* Recorded information *
###
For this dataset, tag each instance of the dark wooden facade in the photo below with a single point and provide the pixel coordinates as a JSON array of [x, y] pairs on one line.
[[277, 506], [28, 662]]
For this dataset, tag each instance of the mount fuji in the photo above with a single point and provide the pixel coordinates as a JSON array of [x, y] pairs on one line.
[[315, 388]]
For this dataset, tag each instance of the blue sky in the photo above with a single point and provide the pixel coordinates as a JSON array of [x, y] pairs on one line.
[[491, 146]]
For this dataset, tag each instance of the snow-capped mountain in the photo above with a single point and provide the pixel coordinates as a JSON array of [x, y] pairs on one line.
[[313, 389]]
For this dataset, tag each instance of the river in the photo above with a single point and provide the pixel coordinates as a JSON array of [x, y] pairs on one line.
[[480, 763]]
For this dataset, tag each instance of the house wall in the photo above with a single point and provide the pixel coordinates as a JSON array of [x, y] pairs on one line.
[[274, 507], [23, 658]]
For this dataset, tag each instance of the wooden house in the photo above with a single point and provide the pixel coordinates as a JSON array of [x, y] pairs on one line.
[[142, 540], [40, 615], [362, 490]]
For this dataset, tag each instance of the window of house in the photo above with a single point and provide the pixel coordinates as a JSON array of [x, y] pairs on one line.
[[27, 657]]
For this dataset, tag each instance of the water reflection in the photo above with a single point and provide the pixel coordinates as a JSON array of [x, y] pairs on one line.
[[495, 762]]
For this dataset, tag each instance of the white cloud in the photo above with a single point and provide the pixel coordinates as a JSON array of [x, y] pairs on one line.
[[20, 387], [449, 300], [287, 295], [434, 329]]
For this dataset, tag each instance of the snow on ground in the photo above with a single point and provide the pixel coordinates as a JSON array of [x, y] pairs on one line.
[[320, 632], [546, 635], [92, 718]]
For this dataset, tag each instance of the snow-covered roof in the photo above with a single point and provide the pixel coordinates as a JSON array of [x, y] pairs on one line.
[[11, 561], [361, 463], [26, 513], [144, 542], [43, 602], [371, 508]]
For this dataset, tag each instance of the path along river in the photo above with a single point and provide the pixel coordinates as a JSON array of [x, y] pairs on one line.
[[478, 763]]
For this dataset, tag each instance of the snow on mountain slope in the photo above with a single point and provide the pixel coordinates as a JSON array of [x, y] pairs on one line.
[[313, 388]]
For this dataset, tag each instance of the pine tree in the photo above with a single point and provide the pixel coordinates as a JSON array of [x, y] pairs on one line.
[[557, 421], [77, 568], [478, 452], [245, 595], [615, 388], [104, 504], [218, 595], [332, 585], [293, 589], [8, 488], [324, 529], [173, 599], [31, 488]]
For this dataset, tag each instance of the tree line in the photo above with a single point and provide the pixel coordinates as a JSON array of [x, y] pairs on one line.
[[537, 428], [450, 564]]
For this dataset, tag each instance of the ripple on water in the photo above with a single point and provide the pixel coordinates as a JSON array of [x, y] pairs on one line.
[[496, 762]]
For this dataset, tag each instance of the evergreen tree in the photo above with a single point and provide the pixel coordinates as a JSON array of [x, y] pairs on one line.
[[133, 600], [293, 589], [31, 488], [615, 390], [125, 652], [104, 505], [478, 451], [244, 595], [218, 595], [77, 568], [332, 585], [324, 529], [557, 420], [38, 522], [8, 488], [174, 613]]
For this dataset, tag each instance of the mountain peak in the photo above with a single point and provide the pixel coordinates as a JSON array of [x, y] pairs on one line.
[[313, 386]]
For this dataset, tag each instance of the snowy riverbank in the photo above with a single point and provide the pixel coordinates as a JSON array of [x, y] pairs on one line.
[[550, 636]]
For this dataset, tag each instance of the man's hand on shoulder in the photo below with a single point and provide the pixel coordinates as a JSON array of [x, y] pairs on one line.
###
* Exercise *
Repeat only the lines from the one containing "For this dataset, tag each instance of the snow-covered" through the one containing "[[313, 388]]", requests included, and add 142 to every coordinate value in the answers.

* Final result *
For this dataset, tag each instance of the snow-covered roof in the photo above with a single point and provide the pixel coordinates as a JSON array of [x, y] pairs on one line.
[[153, 703], [503, 605], [168, 655], [286, 684], [185, 744], [513, 650]]
For this dataset, tag each instance of the path along river in the photo above with a single point and provide the pixel coordinates as a JSON array of [x, y] pairs on one line.
[[620, 905]]
For this dataset, tag each instance of the snow on mountain slope in the photo above with a single point and provide the pixel coordinates as a JSON array of [x, y] pairs on one line.
[[455, 530]]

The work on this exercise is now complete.